Tasks to complete:
**1.** According to the article on health-tracking smartphone apps, which medical school reviewed the symptom information in iTriage?
**2.** Write the next part of the article on health-tracking smartphone apps, picking up after its last sentence.

Start of Excerpt provided

Several smartphone applications aim to track your behaviors, encourage better habits and generally improve well-being.
The mHealth Summit, held in early December near Washington, D.C., showcased several smartphone applications designed to track your behaviors, encourage better habits and generally improve well-being.
iTriage: With more than 8 million downloads, iTriage (available for the iPhone and Android operating systems) is one of the most popular products in the emerging mobile health -- or mHealth -- market. It's a combination of a symptom tracker (with information reviewed by Harvard Medical School) and a virtual yellow pages, directing users to nearby doctors, hospitals, pharmacies and more. The top searches each December are for upper-respiratory infections and depression.
Juice: The self-proclaimed "World's Funnest Energy Tracker" really is fun. The cartoony interface helps keep tabs on your sleep, exercise and nutrition. Were you an "awful" eater today? Tap the plate of junk food. Daily tips aim to boost results over time (free, for the iPhone).

End of Excerpt provided
Start of Data for analysis

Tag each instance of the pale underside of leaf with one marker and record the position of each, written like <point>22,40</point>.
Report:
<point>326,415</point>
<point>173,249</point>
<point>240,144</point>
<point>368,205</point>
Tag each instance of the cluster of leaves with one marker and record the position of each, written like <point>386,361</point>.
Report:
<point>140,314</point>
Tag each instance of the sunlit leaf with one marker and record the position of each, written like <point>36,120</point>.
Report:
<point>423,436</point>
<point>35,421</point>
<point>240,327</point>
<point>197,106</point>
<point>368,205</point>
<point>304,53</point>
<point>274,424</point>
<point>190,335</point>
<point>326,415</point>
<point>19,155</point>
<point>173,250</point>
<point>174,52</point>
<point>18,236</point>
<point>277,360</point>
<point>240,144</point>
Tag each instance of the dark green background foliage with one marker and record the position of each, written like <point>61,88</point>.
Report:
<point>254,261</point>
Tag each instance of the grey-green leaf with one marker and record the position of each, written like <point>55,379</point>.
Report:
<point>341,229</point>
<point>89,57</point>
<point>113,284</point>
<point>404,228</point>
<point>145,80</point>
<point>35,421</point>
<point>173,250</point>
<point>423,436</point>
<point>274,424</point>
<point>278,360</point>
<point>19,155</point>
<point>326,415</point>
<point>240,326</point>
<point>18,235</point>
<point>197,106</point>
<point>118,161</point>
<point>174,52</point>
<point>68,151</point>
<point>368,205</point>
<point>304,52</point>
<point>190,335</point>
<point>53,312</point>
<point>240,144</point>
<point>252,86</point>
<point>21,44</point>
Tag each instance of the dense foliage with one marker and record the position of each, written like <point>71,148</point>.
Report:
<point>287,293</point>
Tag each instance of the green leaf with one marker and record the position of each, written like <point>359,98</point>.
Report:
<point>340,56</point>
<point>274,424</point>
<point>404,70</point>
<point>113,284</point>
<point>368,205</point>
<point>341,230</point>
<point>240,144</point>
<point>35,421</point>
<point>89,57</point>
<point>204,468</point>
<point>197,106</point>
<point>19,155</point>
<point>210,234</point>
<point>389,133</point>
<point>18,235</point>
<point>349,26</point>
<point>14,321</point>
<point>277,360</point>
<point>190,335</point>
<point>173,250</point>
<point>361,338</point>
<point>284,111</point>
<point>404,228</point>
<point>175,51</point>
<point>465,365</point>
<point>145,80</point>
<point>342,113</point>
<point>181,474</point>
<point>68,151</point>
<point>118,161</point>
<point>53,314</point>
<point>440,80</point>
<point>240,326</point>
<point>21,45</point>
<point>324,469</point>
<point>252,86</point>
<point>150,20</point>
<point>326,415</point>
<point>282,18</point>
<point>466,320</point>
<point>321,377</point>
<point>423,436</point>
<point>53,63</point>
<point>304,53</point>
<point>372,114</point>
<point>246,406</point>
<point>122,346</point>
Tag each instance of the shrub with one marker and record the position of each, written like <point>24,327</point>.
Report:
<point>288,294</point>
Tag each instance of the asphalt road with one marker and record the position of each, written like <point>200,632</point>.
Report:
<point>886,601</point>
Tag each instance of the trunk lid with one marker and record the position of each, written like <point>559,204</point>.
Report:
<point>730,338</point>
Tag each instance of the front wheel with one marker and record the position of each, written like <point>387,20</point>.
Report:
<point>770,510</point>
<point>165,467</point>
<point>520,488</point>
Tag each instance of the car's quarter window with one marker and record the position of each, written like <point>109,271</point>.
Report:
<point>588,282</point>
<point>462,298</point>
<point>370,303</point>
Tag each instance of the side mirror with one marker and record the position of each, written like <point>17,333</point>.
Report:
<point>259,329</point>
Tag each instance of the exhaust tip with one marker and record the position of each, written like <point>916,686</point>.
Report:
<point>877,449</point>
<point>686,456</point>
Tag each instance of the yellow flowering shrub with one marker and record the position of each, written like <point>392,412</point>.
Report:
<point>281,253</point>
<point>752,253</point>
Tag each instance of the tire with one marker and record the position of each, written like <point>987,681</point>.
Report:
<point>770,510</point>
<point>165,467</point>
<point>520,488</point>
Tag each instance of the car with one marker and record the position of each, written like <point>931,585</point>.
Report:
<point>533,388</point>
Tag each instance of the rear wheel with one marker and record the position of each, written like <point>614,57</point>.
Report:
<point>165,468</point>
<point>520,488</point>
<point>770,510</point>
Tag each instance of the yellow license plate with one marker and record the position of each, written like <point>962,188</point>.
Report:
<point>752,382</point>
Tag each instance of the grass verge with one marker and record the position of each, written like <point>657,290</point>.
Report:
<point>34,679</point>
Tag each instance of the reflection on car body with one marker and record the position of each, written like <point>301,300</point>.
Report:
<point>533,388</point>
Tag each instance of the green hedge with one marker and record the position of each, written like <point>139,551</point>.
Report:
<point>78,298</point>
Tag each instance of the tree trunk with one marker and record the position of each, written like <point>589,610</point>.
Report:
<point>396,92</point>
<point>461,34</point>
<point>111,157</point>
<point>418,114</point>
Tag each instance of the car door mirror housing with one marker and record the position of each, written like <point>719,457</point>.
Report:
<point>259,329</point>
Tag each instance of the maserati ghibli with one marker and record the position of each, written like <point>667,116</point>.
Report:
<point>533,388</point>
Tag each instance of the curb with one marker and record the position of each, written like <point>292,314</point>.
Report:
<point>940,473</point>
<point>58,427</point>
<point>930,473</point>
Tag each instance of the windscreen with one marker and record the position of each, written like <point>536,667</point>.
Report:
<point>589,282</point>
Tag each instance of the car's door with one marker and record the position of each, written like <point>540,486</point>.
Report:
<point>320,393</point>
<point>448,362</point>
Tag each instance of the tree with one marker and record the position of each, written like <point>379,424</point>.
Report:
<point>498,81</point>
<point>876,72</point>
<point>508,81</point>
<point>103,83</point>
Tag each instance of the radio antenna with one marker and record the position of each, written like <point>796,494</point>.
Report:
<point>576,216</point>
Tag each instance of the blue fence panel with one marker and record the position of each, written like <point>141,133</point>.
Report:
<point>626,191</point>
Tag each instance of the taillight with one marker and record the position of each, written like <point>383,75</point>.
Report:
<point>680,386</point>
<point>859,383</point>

End of Data for analysis

Answers for each item:
**1.** Harvard Medical School

**2.**
GetHealth: With a concept inspired by Foursquare, this app lets you "check into" healthy behaviors. Your actions translate into "Munch," "Move" and "Mind" points, weighted based on your current health. Use those numbers to compete with friends (free, iPhone and Android).
Weight Watchers 360: The diet program's mobile app for iPhone and Android is designed to be a constant companion. Not only does it track food (with the help of a bar code scanner and a "Snap & Track" feature that lets you photograph a meal and assign a point value later), but it also focuses on your environment, said Catherine Ulrich, senior vice president of WeightWatchers.com. A "Spaces" function considers where you are (home, traveling, etc.) and your options, and offers "Panic Moment" advice. "Routines" helps you commit to small steps, such as eating breakfast.